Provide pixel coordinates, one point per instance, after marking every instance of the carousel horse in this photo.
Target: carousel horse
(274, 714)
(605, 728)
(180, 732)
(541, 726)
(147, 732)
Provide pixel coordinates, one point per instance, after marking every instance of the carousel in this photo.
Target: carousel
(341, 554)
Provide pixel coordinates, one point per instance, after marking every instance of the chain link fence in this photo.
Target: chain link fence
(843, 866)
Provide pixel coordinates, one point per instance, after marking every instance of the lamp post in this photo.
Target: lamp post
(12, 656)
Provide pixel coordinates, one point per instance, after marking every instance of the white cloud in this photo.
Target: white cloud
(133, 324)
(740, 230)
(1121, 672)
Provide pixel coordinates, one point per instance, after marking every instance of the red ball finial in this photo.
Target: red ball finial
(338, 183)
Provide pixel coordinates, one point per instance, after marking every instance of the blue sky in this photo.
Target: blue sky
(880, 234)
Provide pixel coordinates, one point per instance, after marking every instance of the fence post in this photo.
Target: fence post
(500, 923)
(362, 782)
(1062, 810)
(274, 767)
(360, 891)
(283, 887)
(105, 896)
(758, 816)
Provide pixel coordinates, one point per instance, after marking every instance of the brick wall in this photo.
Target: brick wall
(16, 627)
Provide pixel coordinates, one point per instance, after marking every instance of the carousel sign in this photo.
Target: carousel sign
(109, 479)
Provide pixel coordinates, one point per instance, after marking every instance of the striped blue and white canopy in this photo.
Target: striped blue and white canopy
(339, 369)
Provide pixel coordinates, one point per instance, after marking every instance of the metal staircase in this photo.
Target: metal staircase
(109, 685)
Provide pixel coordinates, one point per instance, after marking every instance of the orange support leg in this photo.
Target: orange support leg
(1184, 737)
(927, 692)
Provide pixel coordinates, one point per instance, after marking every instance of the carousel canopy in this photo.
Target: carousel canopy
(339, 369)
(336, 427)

* * * * * * * * *

## Description of the task
Write out only the lines that run from the line containing "fence post in this photo." through the line containing "sign in this photo.", both included, exactly as they appear above.

## Answer box
Provide pixel coordinates, one point per instance, after marking every instance of the fence post in this photo.
Target: fence post
(500, 923)
(362, 782)
(1062, 810)
(274, 767)
(360, 891)
(283, 887)
(105, 896)
(758, 816)
Provide pixel coordinates, one point per instance, after marking every instance of the brick wall in this photo.
Target: brick wall
(16, 627)
Provide pixel coordinates, one point per instance, after marking every instance of the carousel sign in this photo.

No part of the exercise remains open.